• _PROBLEM STATEMENT_:
Give back only the part of the records that opens with the line containing "Exercise. Mark the distant" and closes with the line containing "pixel 516 633". Change "building" to "house" and leave every other character as it is.

>> Begin

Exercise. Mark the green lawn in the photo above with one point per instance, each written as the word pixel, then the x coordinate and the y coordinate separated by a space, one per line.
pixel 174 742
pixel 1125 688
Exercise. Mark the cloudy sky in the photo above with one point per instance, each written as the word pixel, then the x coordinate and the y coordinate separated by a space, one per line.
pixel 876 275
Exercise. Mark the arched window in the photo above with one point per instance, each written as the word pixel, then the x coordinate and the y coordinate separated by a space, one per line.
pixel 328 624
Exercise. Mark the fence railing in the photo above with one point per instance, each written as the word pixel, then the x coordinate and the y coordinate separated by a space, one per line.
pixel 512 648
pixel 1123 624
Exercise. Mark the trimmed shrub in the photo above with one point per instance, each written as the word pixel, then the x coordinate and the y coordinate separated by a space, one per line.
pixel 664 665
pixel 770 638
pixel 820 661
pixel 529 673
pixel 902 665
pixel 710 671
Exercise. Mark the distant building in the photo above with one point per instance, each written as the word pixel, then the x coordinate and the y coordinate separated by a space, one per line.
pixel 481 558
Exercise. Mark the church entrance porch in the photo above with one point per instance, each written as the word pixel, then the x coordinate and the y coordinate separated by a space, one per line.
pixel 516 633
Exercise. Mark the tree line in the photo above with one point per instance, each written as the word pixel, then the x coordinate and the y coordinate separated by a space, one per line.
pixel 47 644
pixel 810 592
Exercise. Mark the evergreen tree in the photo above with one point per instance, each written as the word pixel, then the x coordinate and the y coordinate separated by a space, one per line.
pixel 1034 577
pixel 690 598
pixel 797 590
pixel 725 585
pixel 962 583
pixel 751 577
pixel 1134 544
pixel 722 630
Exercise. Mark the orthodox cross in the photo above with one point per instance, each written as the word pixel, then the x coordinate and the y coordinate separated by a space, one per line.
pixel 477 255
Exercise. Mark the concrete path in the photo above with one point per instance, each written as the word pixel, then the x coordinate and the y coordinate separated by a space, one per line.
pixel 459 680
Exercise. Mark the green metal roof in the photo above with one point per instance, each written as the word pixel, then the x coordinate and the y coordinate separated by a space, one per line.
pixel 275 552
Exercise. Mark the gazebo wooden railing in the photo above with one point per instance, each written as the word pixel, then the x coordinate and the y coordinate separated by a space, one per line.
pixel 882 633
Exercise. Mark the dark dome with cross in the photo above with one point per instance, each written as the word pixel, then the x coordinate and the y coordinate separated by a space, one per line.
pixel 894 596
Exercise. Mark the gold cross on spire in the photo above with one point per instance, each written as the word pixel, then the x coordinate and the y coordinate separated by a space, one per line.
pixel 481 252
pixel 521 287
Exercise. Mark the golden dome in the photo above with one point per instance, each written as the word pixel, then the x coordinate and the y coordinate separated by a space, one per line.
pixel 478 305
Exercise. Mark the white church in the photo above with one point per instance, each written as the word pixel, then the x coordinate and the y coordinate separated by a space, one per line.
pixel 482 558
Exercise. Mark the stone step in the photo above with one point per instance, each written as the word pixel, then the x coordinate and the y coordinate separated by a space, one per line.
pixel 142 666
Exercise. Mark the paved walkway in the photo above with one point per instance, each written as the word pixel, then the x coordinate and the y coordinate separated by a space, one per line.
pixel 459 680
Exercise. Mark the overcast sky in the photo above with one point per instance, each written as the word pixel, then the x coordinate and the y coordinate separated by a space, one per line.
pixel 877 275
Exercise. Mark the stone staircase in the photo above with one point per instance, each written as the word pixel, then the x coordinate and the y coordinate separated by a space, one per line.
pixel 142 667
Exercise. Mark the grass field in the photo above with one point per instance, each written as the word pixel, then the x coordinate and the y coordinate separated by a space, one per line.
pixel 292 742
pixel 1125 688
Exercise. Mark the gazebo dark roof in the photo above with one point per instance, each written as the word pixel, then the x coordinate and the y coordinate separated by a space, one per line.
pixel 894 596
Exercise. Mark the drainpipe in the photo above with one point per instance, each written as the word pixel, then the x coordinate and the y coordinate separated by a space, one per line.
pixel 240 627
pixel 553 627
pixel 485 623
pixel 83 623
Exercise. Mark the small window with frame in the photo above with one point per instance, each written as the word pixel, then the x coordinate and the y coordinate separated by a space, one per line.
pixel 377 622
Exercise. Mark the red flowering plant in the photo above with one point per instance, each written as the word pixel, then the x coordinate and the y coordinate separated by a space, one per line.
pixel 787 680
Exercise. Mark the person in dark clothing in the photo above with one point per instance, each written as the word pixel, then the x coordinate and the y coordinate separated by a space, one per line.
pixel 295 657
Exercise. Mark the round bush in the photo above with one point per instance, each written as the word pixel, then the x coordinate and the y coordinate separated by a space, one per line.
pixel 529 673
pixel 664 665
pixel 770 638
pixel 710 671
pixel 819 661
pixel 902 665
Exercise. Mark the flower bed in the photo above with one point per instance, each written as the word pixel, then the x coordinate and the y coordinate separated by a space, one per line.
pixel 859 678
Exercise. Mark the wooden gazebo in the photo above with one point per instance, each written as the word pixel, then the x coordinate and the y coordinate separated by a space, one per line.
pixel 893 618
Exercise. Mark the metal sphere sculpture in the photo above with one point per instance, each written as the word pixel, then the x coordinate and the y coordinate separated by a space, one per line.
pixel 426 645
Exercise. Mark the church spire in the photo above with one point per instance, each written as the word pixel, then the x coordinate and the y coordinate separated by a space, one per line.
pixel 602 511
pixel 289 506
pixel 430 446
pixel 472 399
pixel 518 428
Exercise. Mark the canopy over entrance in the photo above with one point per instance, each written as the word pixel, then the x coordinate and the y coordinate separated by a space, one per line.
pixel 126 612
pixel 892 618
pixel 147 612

>> End
>> Begin

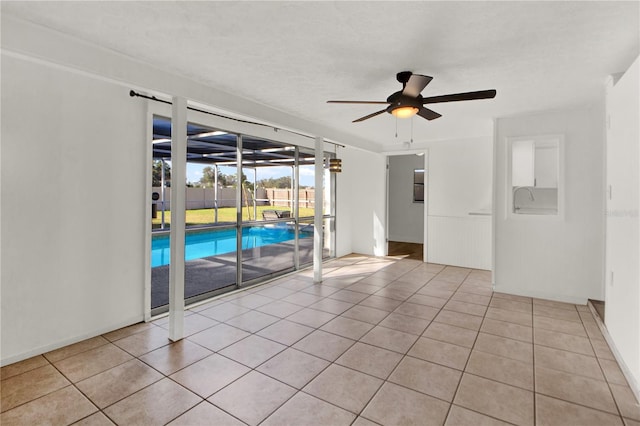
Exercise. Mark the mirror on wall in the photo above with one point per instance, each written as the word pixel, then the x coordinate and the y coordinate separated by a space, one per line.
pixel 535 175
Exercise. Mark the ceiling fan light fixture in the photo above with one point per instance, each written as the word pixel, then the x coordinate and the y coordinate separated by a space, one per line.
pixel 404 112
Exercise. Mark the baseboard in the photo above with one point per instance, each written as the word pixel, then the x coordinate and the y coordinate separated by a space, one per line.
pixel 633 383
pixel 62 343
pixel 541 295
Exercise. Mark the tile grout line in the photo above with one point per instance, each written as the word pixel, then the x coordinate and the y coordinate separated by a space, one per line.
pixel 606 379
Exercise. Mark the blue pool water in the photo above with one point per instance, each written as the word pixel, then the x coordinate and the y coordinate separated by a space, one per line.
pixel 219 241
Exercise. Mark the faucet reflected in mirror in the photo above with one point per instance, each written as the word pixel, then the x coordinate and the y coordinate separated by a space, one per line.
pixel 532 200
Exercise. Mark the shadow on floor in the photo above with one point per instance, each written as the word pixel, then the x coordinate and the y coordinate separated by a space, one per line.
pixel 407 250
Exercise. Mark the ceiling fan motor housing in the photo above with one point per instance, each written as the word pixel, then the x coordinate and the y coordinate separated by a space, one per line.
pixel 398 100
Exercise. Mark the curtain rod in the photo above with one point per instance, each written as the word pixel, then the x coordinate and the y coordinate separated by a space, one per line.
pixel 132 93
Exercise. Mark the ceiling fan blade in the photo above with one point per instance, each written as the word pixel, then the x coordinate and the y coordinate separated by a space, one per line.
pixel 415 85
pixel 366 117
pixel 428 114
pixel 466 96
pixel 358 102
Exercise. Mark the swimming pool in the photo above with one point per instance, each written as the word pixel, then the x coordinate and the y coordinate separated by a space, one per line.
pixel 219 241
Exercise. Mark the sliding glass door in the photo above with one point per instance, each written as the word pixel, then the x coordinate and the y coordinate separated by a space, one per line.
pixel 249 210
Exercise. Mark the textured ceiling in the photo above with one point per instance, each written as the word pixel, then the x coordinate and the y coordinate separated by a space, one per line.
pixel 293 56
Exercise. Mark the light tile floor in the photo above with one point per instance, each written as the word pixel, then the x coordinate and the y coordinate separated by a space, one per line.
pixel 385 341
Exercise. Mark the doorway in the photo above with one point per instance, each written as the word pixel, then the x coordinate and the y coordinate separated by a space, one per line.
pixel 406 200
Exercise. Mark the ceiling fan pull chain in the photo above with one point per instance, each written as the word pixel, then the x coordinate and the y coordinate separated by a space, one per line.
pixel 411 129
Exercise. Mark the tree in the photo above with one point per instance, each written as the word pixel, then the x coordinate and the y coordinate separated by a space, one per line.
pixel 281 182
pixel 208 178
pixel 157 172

>> End

• _EXERCISE SOLUTION_:
Exercise. Mark the distant house in the photo above with one point per instance, each written as the word pixel, then the x coordinate and the y coordinate separated by a space, one per line.
pixel 481 558
Exercise. Mark the church entrance porch in the photo above with one point per instance, each written as the word pixel, then the x coordinate and the y coordinate separated by a space, one per line.
pixel 516 633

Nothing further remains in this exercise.